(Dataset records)
——————————

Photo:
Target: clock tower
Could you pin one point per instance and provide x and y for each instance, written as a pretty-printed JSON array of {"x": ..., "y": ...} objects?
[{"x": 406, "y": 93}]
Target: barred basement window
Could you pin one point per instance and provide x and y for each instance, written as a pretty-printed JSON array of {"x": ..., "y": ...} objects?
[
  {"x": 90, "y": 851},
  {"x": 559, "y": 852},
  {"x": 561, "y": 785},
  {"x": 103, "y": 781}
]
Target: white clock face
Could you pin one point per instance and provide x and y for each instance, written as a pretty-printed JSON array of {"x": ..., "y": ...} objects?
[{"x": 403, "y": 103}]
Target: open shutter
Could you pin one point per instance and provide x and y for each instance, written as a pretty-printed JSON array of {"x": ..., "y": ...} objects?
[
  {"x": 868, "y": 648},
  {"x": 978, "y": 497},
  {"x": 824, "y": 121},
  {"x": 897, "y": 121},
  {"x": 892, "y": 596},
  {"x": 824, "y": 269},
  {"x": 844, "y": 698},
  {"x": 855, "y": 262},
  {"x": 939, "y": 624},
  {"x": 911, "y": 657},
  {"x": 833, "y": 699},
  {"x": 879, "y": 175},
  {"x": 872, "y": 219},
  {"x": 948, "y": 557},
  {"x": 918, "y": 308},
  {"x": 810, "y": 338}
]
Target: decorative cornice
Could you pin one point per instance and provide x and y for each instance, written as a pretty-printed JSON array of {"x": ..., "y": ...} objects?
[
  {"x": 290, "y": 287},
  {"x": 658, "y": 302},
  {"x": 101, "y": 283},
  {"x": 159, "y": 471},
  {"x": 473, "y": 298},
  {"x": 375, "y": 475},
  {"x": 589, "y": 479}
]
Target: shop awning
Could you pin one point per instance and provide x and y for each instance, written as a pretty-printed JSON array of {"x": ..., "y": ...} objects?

——————————

• **Prompt**
Could you edit the material above so that every "Target" becomes "Object", with nothing else changed?

• **Finished task**
Photo:
Object: clock tower
Could you pin one point per instance and provide x and y for each instance, written as a pretty-printed JSON array of {"x": ..., "y": ...} objects?
[{"x": 406, "y": 93}]
Object: barred basement window
Could you pin one point per instance and provide x and y for each instance, written as a pretty-printed JSON array of {"x": ..., "y": ...} objects?
[
  {"x": 90, "y": 851},
  {"x": 559, "y": 852},
  {"x": 561, "y": 785},
  {"x": 103, "y": 781}
]
Object: white clock face
Could you pin one point per instance and provide x and y for each instance, written as a pretty-printed JSON array of {"x": ..., "y": ...} objects?
[{"x": 403, "y": 103}]
Object: open shutter
Could you pin one point per instance and provide x and y for each instance, written as a pretty-printed JSON array of {"x": ..., "y": ...} objects?
[
  {"x": 868, "y": 648},
  {"x": 978, "y": 497},
  {"x": 824, "y": 121},
  {"x": 897, "y": 121},
  {"x": 892, "y": 596},
  {"x": 824, "y": 269},
  {"x": 844, "y": 698},
  {"x": 855, "y": 262},
  {"x": 939, "y": 624},
  {"x": 911, "y": 657},
  {"x": 833, "y": 699},
  {"x": 879, "y": 175},
  {"x": 872, "y": 219},
  {"x": 948, "y": 557},
  {"x": 918, "y": 308},
  {"x": 810, "y": 338}
]
Object: decorative cornice
Could you pin one point per instance and provide x and y for each instance, written as a pretty-printed JSON array of {"x": ..., "y": ...} objects?
[
  {"x": 290, "y": 287},
  {"x": 658, "y": 302},
  {"x": 101, "y": 283},
  {"x": 159, "y": 471},
  {"x": 473, "y": 298},
  {"x": 375, "y": 475},
  {"x": 589, "y": 479}
]
Object: shop awning
Could you pin one point per instance and provide x and y for each instance, written as a pretty-printed JSON array of {"x": ..., "y": ...} objects?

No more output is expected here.